begin Input data
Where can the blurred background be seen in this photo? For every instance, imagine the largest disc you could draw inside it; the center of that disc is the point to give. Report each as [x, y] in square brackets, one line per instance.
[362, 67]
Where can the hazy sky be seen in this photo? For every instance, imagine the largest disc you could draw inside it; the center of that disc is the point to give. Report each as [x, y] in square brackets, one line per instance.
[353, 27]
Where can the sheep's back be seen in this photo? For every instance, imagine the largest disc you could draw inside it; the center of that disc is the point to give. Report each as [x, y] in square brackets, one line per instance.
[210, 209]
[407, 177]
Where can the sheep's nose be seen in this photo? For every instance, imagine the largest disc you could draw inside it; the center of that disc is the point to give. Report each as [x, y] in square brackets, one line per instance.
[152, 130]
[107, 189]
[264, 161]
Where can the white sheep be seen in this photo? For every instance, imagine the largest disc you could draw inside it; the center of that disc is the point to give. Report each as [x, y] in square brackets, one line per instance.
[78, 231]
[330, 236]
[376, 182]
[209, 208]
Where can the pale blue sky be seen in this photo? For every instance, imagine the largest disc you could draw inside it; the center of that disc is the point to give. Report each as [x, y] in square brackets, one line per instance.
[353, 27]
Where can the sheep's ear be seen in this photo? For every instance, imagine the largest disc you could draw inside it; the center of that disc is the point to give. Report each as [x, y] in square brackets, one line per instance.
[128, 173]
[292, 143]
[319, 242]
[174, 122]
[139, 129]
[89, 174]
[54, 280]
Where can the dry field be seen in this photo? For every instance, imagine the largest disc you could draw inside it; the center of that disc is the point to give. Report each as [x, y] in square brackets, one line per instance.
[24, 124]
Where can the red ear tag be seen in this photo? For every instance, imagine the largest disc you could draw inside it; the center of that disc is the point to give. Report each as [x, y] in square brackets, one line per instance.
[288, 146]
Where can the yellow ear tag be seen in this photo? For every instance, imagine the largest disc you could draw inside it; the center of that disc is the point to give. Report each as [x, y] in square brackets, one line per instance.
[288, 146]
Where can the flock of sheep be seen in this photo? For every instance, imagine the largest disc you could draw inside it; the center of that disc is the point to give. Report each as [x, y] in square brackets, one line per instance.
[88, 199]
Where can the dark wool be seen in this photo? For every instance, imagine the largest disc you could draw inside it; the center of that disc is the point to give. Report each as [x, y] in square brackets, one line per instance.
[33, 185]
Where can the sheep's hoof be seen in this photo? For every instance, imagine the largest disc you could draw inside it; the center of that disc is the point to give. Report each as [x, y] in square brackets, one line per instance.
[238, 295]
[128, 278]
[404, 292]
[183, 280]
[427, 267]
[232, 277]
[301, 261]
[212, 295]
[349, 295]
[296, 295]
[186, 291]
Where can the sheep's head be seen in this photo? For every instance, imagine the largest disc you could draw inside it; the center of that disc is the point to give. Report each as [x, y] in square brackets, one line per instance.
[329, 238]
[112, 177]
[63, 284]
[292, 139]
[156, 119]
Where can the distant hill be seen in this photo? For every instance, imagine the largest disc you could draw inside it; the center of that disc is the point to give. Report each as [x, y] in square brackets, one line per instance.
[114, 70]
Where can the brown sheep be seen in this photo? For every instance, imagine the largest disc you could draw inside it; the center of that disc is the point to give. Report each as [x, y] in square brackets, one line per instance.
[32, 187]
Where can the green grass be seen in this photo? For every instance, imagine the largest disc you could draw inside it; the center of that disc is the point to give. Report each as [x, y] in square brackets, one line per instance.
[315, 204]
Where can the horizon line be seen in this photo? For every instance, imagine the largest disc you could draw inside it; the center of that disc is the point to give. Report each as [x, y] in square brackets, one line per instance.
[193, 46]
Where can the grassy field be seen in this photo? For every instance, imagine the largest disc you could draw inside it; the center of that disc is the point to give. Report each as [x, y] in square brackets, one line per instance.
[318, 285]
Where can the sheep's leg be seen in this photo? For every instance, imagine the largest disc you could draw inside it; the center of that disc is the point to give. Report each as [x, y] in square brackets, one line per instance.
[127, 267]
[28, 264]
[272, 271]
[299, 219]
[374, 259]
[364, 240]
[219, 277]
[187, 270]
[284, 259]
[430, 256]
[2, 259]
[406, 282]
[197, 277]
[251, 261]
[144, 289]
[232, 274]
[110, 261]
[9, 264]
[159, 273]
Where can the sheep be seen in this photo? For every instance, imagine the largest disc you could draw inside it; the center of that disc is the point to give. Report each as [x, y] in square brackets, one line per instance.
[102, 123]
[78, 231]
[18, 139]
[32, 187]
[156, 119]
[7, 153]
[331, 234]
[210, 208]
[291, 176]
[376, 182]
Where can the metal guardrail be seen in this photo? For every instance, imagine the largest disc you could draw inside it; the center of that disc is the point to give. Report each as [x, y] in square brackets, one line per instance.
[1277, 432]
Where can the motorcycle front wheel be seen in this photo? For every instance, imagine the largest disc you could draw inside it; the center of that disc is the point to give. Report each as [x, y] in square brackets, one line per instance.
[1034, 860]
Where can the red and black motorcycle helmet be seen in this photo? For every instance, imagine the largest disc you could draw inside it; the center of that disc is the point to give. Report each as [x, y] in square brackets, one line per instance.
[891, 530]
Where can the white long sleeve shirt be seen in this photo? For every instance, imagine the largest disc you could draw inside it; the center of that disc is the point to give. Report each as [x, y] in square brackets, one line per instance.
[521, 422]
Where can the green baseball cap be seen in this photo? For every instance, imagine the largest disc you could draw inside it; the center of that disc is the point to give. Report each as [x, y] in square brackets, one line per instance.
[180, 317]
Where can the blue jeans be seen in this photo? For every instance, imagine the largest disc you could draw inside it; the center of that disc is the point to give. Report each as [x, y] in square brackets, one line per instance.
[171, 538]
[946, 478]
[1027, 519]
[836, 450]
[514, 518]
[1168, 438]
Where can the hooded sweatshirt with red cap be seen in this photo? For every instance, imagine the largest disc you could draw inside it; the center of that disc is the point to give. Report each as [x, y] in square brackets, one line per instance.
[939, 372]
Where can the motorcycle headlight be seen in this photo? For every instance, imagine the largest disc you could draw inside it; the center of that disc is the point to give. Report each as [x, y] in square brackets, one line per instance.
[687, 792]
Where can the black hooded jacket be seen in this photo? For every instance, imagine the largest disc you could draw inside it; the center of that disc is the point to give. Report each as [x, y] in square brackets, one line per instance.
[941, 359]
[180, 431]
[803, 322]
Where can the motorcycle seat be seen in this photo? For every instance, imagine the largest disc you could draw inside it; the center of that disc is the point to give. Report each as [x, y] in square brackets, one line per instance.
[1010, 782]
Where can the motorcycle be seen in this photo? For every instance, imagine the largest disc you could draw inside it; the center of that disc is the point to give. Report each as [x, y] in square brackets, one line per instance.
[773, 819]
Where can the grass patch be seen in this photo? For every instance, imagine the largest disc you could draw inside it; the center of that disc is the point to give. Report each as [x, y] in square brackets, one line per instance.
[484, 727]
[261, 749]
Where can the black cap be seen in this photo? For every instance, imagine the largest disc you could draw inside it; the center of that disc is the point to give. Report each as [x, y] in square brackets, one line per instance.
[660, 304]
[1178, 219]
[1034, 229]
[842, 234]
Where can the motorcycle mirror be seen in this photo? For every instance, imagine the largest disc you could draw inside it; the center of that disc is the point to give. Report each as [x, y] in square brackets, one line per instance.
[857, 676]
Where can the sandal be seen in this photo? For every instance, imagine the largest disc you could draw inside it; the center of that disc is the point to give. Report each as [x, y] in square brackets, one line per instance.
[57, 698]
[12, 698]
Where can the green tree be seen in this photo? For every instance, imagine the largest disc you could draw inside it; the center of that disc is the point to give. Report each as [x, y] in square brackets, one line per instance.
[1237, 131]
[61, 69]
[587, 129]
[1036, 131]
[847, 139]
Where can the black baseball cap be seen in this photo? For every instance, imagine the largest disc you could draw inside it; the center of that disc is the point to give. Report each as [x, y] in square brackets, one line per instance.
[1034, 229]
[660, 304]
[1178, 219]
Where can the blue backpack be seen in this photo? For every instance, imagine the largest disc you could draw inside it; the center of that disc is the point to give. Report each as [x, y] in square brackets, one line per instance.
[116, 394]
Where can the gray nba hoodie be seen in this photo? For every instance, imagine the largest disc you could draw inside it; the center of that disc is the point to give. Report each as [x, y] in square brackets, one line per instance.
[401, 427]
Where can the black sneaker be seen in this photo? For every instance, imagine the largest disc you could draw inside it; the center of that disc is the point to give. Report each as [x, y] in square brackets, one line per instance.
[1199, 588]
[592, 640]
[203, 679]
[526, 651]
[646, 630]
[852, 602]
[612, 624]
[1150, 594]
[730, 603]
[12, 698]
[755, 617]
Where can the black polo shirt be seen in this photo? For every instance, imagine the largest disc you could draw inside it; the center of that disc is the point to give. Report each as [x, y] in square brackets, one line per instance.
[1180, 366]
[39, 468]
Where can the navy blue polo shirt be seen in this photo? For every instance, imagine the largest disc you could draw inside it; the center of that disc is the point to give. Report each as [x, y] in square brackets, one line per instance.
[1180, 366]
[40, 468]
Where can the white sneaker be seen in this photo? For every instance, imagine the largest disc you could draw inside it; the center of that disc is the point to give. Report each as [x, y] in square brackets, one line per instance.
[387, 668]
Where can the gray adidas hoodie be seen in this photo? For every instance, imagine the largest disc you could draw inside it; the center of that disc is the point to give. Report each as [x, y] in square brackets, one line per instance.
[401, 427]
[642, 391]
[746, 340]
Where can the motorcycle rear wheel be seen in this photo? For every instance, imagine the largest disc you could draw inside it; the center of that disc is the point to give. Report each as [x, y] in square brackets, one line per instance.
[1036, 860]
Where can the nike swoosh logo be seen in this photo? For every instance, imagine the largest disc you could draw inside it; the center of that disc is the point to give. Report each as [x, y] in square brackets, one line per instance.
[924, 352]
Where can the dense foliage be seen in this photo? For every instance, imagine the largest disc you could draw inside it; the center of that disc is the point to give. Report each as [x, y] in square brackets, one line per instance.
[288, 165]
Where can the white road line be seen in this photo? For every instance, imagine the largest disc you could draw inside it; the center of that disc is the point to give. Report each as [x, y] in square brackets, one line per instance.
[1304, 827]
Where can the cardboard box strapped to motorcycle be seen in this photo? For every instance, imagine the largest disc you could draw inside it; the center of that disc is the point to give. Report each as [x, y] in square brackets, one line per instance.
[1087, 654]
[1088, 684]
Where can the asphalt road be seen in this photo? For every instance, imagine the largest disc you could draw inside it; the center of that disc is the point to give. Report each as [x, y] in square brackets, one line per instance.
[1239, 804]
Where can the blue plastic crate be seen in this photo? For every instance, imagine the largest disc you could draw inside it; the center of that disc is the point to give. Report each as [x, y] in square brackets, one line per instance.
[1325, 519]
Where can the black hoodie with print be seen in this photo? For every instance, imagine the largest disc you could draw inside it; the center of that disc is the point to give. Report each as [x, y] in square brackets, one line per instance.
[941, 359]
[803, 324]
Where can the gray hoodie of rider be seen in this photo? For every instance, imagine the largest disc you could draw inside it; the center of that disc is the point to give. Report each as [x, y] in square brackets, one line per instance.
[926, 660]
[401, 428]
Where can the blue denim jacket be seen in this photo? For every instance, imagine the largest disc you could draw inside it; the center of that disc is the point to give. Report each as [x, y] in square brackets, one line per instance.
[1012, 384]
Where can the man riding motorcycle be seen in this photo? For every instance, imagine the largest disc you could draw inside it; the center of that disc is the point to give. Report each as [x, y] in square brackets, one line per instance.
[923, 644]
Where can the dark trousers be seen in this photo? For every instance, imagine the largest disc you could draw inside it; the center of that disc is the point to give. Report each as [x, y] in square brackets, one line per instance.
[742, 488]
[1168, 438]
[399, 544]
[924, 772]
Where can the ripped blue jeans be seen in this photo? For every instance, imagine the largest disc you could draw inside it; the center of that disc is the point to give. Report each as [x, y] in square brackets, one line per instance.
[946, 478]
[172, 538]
end Input data
### What is expected:
From the "Where can the asphalt" line to the close of the listing, restate each line word for word.

### Answer for the task:
Where can the asphalt road be seen in this photo? For every instance, imagine the largest disc you could draw inside it; the center of that disc is the point to give. Report each as [x, y] in square brackets, one line per instance.
[1239, 804]
Where can the blue plastic crate be seen in this photo? For every instance, imagine the largest disc you could draw inside it; the center of that disc is the point to give. Report each as [x, y] in square brackets, one line per instance.
[1325, 519]
Where can the black hoodie with print be seen in this photo? For every instance, imagine the largest disc you could draw inside it; the center of that disc is the point to give. Report each as [x, y] in square brackets, one line per instance.
[941, 359]
[803, 324]
Where can the gray hoodie of rider be seen in this photo? For every instance, imagine the largest disc you could draw inside it; the center of that disc is the point to give. Report each as [x, y] in square brackets, one line per instance.
[926, 660]
[401, 428]
Where can the blue denim jacket be seen in this photo? For every instance, imagine the largest disc you could draw inside it; the center of that disc is the point to give. Report each as [x, y] in square brackets, one line per instance.
[1012, 384]
Where can the man riding motorcycle be seen in this photo? For every instance, imagine the largest disc you could draw inside it; the center of that disc is the point to give. Report each as [x, y] in square brackets, one line per instance.
[923, 644]
Where can the dark trousers be seen in this photo? For every instance, imagine the largest disc you could draw inside it; the center of that disc is the point to give. Report each as [x, y] in square brackets, one line per instance.
[742, 488]
[1168, 438]
[399, 544]
[924, 772]
Where can the ripped blue jeans be seen in this photo? For every instance, imagine the largest disc you could draw inside it; the center of that disc is the point to give. Report each as [x, y] in square brackets, one line per instance.
[946, 478]
[172, 538]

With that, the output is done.